### WORK TO COMPLETE
Extend the passage on recorded antisemitic incidents by writing what comes after its final sentence.

### SOURCE EXTRACT
------------------------------------
Incidents and perceptions of perpetrators
Incident data
The plot below shows the number of antisemitic incidents recorded by the Stephen Roth Institute/the Kantor Center from 1989 to 2020. The two lines represent two categories of incidents. “Violence/harassment/desecration” include what it says. “Major attacks” are defined as incidents involving the use of weapons, explosives, vehicles, or arson. Seven countries account for about 75 percent of the incidents recorded in the period 2008–2020: the US, Canada, France, the UK, Germany, Belgium, and Australia.
Note that antisemitic incidents, like other kinds of hate crime, are notoriously difficult to measure. Many victims do not report such crimes to the police. If they do, police authorities do not necessarily classify them as hate crimes. Reporting rates can vary from country to country and over time. While antisemitic incidents are recorded at the national level in a range of countries (see this useful overview by the EU’s Fundamental Rights Agency), varying registration criteria and categorization schemes makes cross-national comparison difficult.
------------------------------------
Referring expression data

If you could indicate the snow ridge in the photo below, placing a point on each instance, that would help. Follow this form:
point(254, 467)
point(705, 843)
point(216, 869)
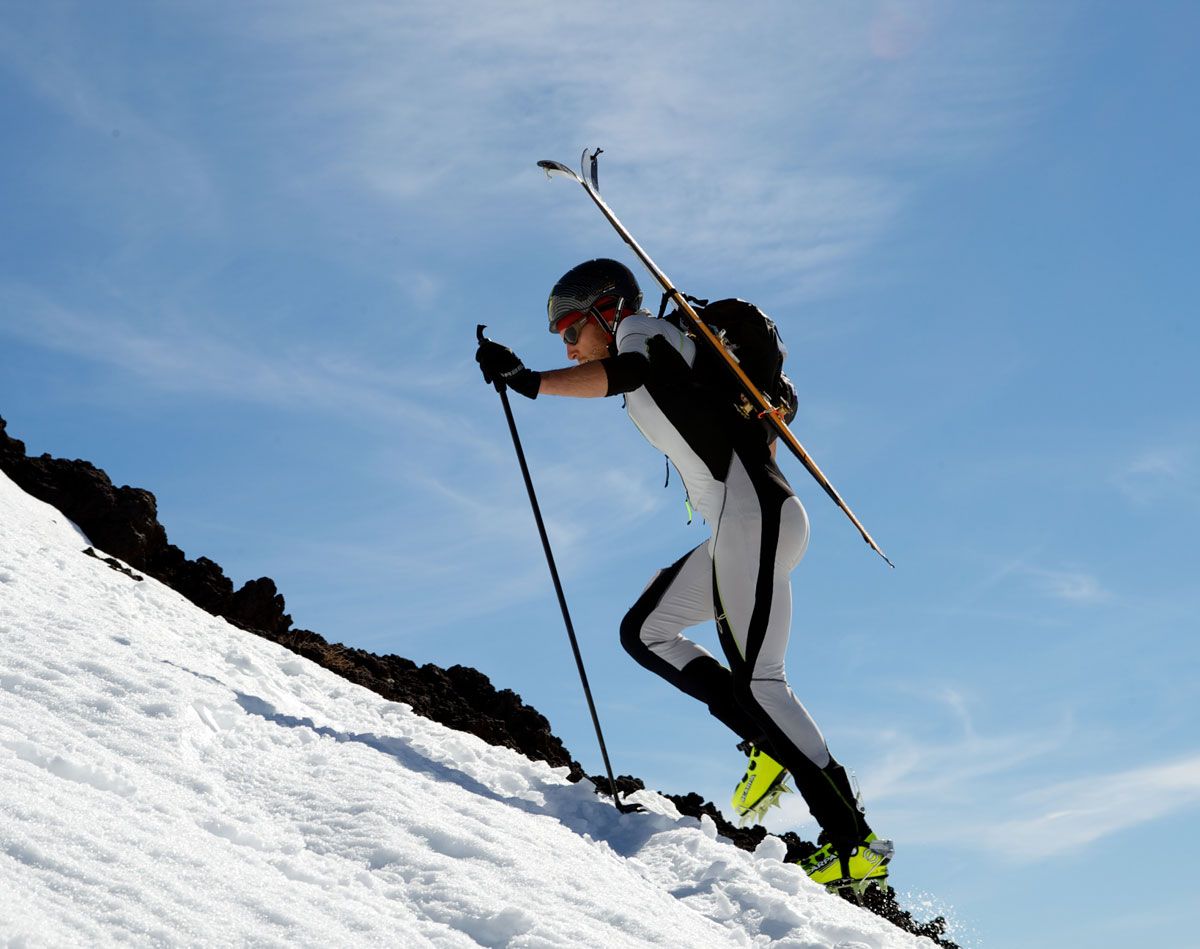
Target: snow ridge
point(169, 778)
------------------------------------
### EXERCISE ANSWER
The Kantor Center has used its own criteria and methodology to record incidents globally since 1989. Unfortunately, the selection criteria and recording practices are not entirely transparent. In some cases, Kantor figures diverge sharply from national-level reporting (e.g., in France the SPCJ recorded 151 incidents of violence, harassment, and desecration for 2019, but the Kantor report for that year reported (p. 197) just 41 incidents of this category). While the data on display here are certainly not a perfect reflection of what is going on “out there”, they can tell us something about overall trends.
Perpetrator perceptions
Two major European surveys of Jews were carried out in 2012 and 2018, utilizing convenience samples (N = 5847 in 2012 and 16395 in 2018). The resulting data yielded valuable insights about the receiving end of contemporary antisemitism. One section of the surveys dealt with perpetrators. Here, respondents who indicated they had experienced one or more incidents of antisemitic violence or harassment in the past five years were asked to identify the perpetrator(s) (in the case of the most serious incident) by selecting from a list of categories.